→ TEXT SEGMENT
<<<<

Thompson, Gertrude Hickman (1877–1950)
Thompson, Gertrude Hickman (1877–1950)
American executive and philanthropist. Name variations: Mrs. William Boyce Thompson. Born Gertrude Hickman in 1877 in Virginia City, Montana; died on August 27, 1950, in Yonkers, New York; married William Boyce Thompson (died June 27, 1930).
Named chair of the board, Magma Arizona Railroad, and director of Newmont Mining Corporation (1930); established the Mrs. William Boyce Thompson Foundation.
Born in 1877 and raised in Montana, Gertrude Hickman married William Boyce Thompson, a wealthy railroad owner and president of the Magma Copper Company. After her husband's death in 1930, Gertrude Thompson was named chair of the board of the Bryce Thompson Institute for Plant Research in Yonkers, New York. She also became chair of the Magma Arizona Railroad and was named a director of her husband's Newmont Mining Corporation. Given control of these vast financial resources, Thompson became a philanthropist. She contributed money to help civilians in France, Belgium, and Italy during World War I, and during World War II established an organization to make and distribute clothing to Allied military personnel. Thompson also founded a clinic in Lille, France, to aid children with tuberculosis. She died about age 73 in Yonkers, New York.

>>>>

→ DATASET ENTRIES
<<<<

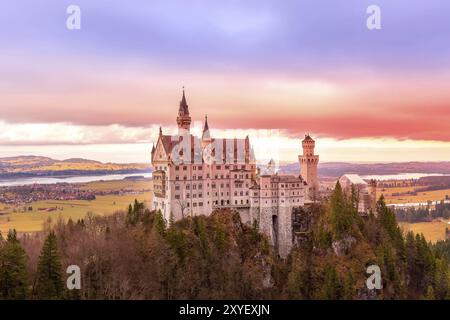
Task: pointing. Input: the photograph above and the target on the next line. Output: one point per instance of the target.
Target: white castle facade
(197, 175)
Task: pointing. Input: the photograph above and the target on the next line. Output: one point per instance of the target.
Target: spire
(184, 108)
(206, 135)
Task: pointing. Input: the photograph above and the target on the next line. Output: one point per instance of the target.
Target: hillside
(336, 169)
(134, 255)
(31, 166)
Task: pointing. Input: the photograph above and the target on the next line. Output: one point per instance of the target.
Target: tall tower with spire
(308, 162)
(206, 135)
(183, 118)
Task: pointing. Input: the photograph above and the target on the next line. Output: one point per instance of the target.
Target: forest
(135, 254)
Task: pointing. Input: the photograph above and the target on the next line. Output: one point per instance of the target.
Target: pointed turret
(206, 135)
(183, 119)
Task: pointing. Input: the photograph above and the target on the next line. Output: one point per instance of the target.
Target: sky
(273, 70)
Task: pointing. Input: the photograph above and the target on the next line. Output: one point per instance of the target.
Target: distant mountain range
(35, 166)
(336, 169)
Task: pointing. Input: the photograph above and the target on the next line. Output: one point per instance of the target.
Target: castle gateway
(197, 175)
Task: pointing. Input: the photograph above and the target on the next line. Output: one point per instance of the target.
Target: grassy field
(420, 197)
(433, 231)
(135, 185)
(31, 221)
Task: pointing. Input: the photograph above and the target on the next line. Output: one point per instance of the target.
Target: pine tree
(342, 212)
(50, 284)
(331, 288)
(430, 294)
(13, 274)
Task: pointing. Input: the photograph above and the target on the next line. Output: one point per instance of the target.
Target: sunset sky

>>>>

→ WHAT YOU HAVE TO DO
Can you output, word for word, the part of the Gertrude Hickman Thompson entry that runs from "American executive and" up to and including "June 27, 1930)."?

→ WRITTEN SOLUTION
American executive and philanthropist. Name variations: Mrs. William Boyce Thompson. Born Gertrude Hickman in 1877 in Virginia City, Montana; died on August 27, 1950, in Yonkers, New York; married William Boyce Thompson (died June 27, 1930).